Problem description:
Please restate every record below word for word.
Data extracts START
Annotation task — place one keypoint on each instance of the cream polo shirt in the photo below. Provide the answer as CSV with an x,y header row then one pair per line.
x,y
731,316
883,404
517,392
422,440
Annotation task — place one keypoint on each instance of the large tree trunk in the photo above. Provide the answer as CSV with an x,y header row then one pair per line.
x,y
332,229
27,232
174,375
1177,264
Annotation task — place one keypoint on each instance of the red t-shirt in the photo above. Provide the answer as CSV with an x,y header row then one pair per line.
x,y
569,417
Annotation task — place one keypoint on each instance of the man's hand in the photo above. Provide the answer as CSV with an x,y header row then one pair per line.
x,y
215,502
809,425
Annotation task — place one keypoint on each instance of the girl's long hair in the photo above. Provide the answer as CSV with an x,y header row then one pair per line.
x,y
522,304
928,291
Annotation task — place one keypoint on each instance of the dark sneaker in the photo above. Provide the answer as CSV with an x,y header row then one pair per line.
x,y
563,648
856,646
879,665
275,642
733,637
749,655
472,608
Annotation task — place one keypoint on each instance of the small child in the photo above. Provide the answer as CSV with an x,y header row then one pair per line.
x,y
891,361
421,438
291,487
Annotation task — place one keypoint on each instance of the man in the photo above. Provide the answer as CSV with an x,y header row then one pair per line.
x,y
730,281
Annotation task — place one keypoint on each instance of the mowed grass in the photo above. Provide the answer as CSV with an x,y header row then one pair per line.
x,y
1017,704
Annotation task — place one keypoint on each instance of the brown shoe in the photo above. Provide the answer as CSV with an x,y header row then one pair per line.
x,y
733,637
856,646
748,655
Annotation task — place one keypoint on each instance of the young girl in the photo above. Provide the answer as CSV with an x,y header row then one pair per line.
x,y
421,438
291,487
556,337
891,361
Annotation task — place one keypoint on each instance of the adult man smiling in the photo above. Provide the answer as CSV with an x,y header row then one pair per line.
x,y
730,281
Data extracts END
Answer to the problem:
Annotation task — place one keypoint on each instance of the cream polo shirt in the photo below. Provide the answer as CSV with an x,y header row then one pair per line.
x,y
731,316
883,404
517,392
422,440
Annotation task — place one keypoint on each instance of the large tree trunk in the photo above. Provide the answer as CSV with an x,y header row then one pair per line.
x,y
332,229
27,232
174,375
1177,264
Annotation task — place one keypoint on each instance of the red t-shirt in the photo above. Provide the answer as CSV with an x,y header row then one pair per line.
x,y
569,417
Annotation task — place one keypoint on each instance of the man's hand in the photo above. Provide the answer as CSV with an x,y header row then one pair per line.
x,y
215,502
809,425
Annotation task — place one keypoint on each instance of the girl's long hair in the photo above. Provide the answer as CSV with an x,y header row then one pair per line.
x,y
522,304
928,291
Annotation task — place one keypoint on each instance of the dark sneaker in the photo above. Provide the answer as CSV with an x,y header row then one pair per line.
x,y
563,648
856,646
879,665
275,642
733,637
749,655
472,608
Annotation task — place one keypoint on each instance of the small child in the photo above. Provide the answer as CSV with an x,y header row then one pair per line.
x,y
891,361
421,438
291,487
Annotation task — place one keypoint on each instance of the man in the photo above. Provide the answer as CSV with an x,y header row then one pair per line.
x,y
730,281
Annotation task — place one keypoint on each instance of the mowed grass in the photo above. Provide the answer as CSV with an x,y header row then one pair per line.
x,y
1017,704
Annotation task — place one keypoint on each instance of the brown shoe in the photo above. Provide the answer as CSV with an x,y header row then one pair per line.
x,y
733,637
856,646
748,655
Annotation task — place one keypoint on each instance of the young girl in the photo above. Provide the answer as CSV with an x,y header row then one pair per line.
x,y
421,438
291,487
556,337
891,361
Annotation task — place one keypoint on each instance of the adult man smiling in the photo above. Provide the answer as CSV with an x,y header row then one pair per line.
x,y
730,281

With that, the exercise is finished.